> _What the exercise asks_: Gather every line of the material below that contains the string "plant". Case counts.

> _Data supplied_:
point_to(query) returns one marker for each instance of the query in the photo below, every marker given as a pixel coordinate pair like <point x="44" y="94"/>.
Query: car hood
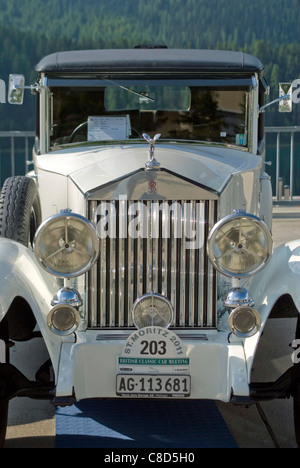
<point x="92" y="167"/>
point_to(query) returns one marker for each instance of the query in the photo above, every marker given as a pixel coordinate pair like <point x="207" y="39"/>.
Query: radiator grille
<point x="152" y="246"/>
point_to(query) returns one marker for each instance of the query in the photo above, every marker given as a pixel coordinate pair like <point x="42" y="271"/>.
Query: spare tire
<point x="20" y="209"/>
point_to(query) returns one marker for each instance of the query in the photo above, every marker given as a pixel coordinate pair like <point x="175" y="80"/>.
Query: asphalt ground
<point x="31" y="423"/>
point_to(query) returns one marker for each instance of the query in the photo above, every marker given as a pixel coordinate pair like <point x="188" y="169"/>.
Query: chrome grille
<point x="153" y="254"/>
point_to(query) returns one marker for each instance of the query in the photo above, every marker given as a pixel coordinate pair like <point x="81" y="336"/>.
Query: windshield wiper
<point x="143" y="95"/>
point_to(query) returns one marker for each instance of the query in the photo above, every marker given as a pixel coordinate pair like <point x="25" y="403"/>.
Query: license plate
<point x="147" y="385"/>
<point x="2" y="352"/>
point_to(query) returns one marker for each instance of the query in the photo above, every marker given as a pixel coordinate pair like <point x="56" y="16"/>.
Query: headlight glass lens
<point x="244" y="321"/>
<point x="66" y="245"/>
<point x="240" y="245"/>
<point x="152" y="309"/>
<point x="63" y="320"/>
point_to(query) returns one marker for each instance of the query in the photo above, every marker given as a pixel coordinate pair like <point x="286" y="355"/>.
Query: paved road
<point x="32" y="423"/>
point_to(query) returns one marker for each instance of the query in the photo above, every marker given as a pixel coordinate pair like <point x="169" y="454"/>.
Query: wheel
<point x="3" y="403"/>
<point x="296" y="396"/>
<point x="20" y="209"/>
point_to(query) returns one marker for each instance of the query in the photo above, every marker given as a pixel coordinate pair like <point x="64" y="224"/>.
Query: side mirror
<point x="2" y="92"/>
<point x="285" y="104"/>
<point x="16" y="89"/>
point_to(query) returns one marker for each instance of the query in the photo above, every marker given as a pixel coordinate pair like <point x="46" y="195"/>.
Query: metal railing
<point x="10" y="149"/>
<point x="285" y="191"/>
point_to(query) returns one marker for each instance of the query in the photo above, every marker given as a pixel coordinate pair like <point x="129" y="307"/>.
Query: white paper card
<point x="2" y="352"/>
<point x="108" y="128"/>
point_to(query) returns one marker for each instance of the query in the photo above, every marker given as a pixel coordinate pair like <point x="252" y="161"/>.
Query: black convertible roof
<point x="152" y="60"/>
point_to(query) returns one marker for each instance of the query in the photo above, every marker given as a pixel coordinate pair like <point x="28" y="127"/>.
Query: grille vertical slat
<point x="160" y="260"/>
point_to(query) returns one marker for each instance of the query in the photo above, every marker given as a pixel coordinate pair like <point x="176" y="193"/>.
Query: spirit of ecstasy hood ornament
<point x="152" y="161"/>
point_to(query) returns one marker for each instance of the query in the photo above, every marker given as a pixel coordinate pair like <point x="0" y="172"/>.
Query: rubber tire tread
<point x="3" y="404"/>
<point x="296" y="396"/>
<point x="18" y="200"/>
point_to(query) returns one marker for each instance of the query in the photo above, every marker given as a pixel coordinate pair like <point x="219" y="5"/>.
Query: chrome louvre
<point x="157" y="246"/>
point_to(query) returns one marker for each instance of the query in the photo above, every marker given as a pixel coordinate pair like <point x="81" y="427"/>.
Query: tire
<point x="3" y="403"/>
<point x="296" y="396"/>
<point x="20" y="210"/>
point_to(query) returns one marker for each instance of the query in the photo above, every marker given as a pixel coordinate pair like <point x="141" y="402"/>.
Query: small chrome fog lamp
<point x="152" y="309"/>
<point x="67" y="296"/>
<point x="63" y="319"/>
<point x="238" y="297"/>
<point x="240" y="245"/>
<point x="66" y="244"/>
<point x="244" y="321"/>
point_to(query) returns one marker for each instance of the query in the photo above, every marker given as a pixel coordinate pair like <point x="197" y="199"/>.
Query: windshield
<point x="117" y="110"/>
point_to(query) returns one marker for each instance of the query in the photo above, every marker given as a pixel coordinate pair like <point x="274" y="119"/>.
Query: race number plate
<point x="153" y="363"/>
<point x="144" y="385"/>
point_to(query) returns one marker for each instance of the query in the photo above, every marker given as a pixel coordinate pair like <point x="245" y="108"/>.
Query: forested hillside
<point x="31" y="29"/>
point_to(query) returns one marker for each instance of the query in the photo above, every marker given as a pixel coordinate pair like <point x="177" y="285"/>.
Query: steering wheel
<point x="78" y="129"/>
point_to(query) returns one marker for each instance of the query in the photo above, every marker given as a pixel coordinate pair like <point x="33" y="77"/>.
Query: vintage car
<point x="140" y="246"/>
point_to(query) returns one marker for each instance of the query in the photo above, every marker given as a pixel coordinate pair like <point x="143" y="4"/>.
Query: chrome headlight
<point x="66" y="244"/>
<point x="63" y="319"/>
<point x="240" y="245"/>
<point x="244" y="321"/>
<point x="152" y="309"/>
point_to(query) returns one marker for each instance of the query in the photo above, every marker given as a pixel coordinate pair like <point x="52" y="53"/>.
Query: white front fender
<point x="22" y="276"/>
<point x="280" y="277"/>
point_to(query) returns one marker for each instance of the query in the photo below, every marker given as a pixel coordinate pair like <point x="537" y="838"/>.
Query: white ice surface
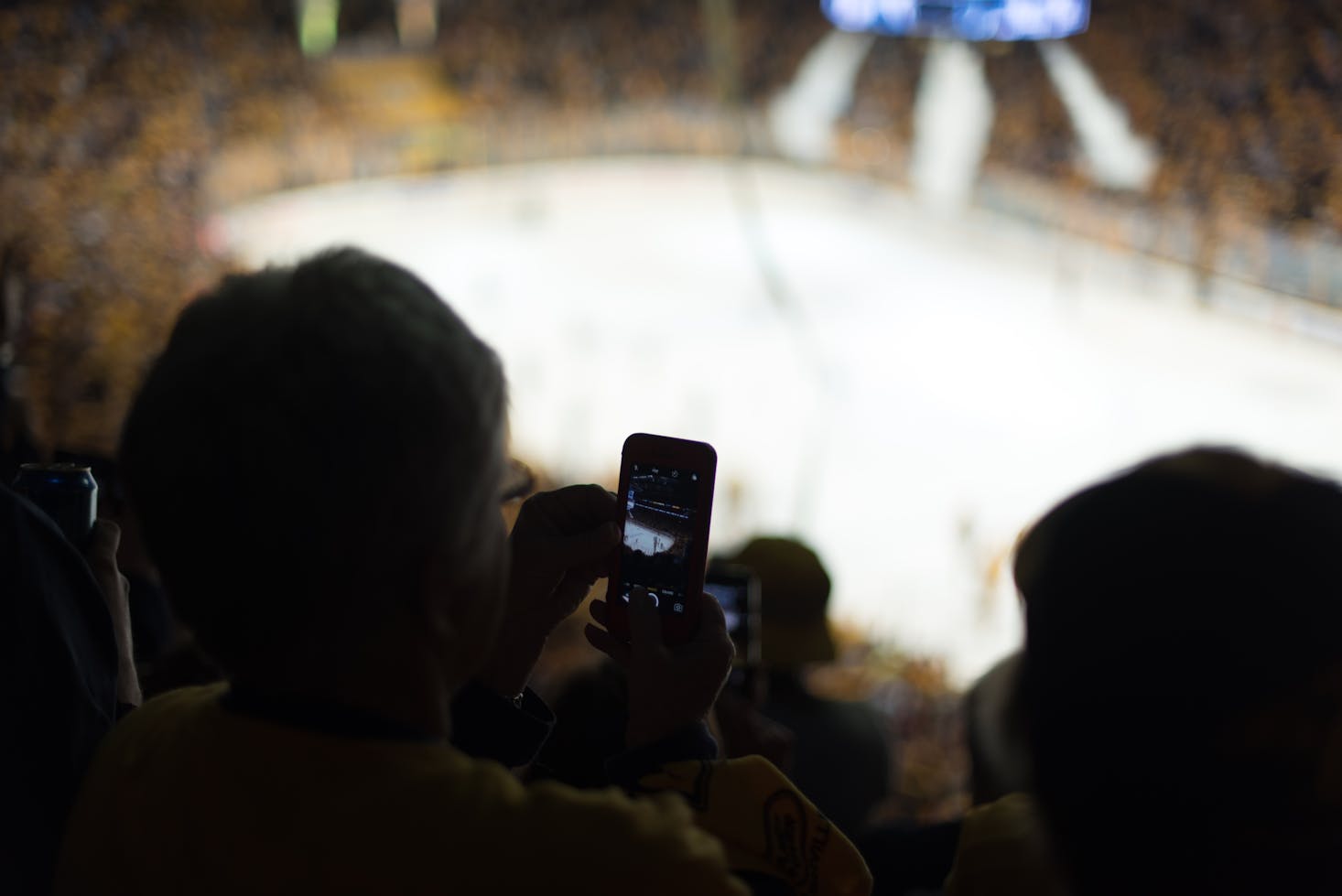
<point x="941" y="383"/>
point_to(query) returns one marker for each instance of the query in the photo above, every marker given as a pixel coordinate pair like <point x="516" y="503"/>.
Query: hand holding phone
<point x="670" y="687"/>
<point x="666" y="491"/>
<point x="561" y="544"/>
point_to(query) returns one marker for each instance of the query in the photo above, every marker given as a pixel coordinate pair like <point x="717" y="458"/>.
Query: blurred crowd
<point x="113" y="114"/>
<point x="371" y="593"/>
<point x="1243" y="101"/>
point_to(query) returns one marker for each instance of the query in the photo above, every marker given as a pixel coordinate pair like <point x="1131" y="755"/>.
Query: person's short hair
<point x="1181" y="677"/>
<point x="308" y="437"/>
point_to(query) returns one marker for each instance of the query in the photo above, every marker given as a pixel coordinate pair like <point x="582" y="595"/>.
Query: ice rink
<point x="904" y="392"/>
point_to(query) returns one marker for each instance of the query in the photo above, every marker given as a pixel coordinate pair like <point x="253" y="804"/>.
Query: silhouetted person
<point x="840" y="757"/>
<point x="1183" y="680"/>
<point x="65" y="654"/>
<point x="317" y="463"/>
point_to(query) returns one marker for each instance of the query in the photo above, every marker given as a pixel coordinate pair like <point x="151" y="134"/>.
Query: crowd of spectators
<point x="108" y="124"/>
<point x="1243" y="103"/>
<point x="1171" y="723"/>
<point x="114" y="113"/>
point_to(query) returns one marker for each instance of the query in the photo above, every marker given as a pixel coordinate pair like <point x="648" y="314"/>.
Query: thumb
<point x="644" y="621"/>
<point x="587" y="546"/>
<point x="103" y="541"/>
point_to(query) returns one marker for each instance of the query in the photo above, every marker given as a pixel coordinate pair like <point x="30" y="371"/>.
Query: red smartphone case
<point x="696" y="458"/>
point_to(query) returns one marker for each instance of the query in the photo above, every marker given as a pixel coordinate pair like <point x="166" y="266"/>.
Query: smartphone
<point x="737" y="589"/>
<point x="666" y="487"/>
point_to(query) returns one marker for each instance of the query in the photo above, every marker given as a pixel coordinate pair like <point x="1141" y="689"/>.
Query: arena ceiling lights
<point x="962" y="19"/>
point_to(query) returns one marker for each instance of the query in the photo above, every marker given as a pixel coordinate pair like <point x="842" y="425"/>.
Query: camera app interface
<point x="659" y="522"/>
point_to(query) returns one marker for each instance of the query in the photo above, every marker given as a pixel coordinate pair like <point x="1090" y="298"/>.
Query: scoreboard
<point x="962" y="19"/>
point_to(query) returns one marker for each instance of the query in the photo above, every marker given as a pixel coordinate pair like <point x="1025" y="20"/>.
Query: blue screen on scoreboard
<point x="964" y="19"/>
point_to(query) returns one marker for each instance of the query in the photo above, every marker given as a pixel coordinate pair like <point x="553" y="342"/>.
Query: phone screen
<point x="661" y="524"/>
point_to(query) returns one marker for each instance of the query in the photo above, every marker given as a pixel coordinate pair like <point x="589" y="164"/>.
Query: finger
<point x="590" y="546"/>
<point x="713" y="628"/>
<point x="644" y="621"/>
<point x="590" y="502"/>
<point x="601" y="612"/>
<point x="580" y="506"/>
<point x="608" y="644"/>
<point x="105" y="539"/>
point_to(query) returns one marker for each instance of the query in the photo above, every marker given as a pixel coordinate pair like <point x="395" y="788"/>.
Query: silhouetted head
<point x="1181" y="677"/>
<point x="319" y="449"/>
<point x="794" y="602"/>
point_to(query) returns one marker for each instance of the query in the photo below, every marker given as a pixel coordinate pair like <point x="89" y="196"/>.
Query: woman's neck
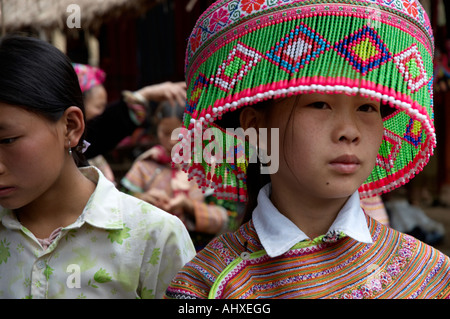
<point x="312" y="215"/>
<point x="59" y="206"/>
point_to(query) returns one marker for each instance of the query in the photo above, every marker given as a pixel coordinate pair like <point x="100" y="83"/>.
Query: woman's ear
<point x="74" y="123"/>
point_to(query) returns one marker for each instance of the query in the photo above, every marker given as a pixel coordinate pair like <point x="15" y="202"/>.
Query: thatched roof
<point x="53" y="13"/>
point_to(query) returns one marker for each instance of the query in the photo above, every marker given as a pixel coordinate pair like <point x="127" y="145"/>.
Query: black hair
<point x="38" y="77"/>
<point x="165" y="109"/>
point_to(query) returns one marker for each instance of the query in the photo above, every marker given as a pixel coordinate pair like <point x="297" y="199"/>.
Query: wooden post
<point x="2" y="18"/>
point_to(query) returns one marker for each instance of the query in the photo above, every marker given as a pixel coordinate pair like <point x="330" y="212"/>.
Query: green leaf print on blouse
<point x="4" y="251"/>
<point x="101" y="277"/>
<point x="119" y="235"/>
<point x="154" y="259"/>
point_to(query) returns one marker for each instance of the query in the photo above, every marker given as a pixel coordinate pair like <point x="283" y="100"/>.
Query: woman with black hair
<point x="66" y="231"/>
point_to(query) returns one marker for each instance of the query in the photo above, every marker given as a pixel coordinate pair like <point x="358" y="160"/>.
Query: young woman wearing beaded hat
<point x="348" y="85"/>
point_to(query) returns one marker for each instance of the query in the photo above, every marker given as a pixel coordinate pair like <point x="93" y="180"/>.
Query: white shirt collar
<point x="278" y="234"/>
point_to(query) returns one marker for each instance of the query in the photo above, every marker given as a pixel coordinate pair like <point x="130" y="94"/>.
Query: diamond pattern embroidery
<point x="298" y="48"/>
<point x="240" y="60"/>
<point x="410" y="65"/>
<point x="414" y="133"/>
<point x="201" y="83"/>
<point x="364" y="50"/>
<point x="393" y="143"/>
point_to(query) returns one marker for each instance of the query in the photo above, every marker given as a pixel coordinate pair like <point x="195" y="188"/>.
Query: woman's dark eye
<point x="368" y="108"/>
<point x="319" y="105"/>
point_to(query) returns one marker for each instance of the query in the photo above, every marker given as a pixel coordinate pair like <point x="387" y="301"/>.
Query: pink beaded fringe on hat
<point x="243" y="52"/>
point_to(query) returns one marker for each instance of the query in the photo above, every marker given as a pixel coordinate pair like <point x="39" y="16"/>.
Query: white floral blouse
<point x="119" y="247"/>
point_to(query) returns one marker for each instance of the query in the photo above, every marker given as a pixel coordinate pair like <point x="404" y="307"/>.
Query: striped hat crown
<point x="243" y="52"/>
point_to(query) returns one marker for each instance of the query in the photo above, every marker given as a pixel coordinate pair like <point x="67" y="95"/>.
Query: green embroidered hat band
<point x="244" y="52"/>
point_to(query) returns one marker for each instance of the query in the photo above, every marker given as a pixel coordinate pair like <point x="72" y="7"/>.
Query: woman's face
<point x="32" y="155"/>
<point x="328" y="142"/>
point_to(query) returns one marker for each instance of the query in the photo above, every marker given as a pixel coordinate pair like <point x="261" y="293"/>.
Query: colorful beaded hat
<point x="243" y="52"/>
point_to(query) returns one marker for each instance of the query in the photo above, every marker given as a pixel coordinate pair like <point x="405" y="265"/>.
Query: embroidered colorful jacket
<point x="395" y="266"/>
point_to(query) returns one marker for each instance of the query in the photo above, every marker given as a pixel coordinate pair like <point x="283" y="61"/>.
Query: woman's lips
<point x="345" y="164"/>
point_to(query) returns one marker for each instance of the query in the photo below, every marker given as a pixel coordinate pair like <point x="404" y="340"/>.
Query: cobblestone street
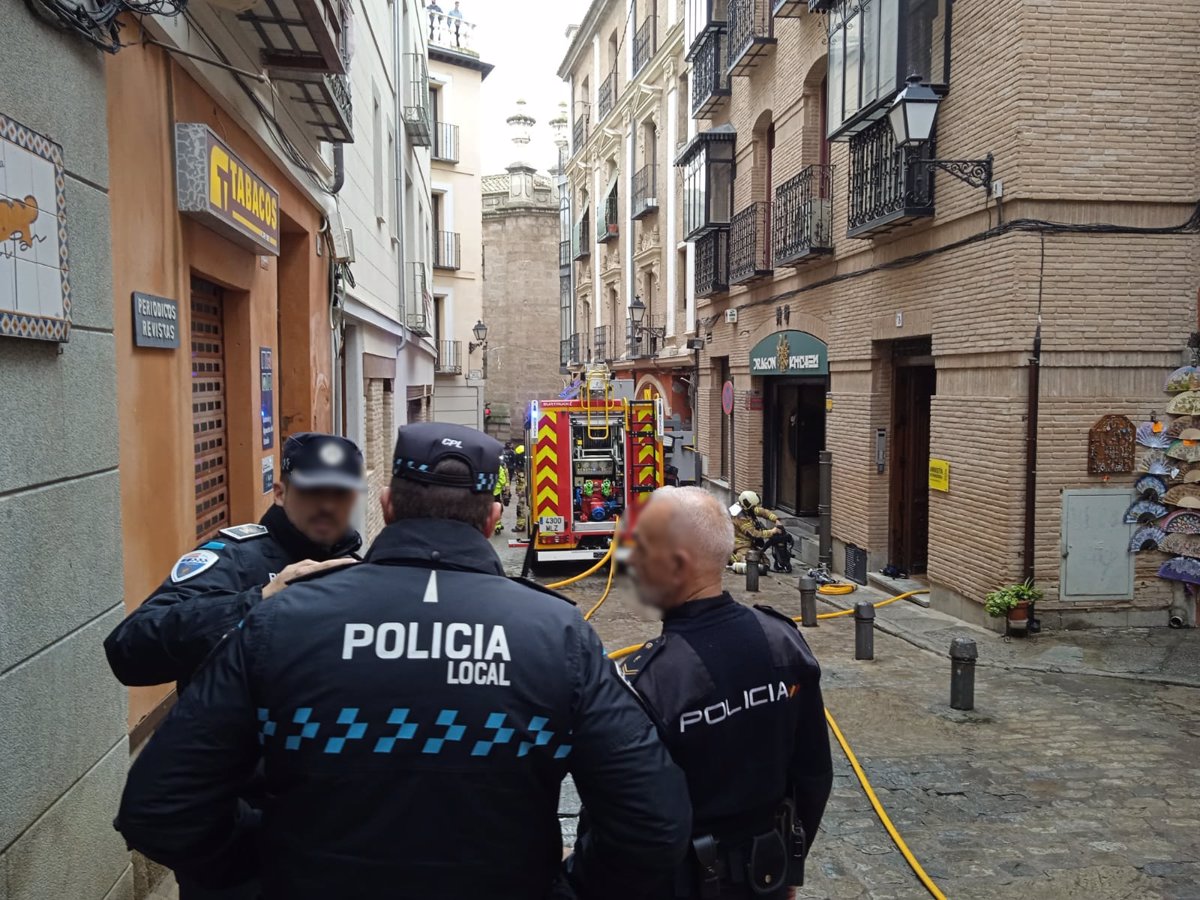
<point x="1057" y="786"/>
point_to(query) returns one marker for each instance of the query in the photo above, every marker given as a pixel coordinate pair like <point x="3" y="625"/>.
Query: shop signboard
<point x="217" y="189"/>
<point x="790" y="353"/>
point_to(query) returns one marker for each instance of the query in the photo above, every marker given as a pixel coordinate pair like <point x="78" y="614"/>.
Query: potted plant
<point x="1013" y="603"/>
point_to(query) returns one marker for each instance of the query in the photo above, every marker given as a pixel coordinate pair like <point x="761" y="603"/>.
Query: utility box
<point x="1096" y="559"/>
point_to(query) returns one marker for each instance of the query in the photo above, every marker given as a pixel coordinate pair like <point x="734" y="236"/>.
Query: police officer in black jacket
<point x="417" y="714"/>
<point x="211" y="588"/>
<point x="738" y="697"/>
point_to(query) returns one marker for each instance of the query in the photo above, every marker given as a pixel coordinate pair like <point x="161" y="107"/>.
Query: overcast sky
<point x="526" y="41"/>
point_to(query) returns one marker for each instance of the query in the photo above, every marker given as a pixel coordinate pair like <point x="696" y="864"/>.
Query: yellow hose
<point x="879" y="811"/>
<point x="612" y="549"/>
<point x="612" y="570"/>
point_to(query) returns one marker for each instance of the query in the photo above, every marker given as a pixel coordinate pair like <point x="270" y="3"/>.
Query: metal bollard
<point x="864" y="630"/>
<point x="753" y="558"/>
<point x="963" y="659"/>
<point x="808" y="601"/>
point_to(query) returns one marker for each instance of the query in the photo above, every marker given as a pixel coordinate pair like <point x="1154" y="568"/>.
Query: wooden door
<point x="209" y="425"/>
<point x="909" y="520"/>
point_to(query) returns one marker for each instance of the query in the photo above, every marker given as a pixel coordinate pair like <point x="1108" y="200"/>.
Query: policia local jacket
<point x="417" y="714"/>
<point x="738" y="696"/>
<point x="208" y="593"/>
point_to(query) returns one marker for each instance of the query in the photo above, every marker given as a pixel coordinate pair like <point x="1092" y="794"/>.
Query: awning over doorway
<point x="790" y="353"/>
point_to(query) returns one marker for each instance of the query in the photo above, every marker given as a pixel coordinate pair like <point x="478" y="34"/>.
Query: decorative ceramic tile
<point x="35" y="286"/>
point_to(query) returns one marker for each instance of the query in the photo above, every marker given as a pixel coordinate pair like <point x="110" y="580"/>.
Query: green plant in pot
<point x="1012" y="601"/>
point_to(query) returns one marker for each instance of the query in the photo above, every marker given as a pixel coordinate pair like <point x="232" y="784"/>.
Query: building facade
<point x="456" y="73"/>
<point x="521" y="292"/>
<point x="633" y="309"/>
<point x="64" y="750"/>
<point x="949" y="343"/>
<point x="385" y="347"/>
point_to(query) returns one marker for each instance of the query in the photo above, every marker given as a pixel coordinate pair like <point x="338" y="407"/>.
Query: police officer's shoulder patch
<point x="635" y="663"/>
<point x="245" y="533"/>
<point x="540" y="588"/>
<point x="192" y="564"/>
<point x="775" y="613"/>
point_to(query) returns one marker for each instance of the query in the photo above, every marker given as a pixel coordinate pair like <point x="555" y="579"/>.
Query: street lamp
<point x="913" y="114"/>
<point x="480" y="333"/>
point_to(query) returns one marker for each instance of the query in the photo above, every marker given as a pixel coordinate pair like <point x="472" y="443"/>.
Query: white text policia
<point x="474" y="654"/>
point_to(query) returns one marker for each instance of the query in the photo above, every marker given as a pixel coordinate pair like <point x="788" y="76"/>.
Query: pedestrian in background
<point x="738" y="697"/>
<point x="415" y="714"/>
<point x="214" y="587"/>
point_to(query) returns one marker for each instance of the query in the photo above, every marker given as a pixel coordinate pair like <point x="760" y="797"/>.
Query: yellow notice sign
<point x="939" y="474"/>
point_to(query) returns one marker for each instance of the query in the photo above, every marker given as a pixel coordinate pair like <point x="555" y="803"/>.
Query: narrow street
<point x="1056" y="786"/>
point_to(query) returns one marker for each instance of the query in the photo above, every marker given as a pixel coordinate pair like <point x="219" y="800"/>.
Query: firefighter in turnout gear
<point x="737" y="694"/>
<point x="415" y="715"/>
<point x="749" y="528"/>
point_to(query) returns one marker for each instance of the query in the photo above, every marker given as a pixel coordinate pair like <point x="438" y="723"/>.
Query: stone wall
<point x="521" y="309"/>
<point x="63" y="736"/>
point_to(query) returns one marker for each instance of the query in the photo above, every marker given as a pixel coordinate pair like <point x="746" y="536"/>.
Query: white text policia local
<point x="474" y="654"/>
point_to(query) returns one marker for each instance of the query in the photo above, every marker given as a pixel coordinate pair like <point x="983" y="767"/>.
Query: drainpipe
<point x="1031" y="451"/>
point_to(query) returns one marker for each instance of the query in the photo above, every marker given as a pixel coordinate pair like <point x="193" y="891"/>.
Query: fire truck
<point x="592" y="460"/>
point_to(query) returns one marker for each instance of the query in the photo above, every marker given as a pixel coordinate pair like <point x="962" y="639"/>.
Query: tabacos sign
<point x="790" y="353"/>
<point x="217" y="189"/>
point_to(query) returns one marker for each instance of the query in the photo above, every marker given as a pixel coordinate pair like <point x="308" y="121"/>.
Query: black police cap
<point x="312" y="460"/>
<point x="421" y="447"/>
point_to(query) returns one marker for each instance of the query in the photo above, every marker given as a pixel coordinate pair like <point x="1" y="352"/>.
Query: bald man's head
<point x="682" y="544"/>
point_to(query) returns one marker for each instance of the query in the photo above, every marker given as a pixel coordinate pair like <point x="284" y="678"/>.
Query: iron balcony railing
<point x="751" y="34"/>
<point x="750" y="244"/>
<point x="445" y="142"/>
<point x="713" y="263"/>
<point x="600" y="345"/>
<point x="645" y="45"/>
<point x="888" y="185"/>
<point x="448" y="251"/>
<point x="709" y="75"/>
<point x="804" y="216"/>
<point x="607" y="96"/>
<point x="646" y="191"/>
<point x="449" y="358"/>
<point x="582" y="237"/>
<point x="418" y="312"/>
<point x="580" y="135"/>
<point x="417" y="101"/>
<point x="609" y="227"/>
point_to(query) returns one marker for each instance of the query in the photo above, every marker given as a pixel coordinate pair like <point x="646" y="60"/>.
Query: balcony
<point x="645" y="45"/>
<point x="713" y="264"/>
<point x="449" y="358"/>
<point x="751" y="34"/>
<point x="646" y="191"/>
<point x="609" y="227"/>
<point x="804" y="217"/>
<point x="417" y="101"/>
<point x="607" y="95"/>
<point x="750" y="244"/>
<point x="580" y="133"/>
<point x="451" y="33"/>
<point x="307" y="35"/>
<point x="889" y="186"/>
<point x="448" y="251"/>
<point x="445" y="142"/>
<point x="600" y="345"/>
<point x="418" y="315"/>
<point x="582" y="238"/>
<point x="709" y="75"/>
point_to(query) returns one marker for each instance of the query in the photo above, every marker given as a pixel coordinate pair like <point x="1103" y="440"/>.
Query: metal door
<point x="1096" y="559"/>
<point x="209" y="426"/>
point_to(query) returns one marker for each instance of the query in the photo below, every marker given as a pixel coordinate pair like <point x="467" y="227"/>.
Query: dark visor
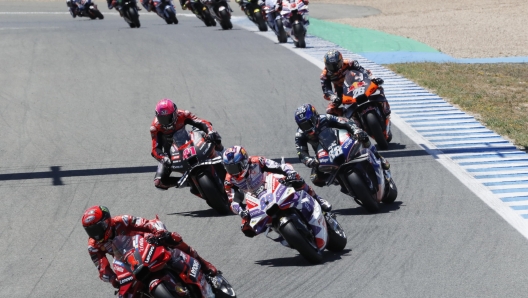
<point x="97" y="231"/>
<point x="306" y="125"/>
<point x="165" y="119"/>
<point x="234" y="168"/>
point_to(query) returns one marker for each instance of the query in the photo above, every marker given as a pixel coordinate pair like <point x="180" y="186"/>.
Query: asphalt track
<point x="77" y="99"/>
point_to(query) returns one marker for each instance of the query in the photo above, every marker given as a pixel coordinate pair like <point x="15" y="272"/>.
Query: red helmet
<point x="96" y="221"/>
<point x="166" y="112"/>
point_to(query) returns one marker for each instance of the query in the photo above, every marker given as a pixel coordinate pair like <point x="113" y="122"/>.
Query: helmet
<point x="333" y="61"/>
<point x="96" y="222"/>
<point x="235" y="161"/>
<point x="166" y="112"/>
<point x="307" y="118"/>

> _Response to the exercise_:
Query: potted plant
Query: green plant in pot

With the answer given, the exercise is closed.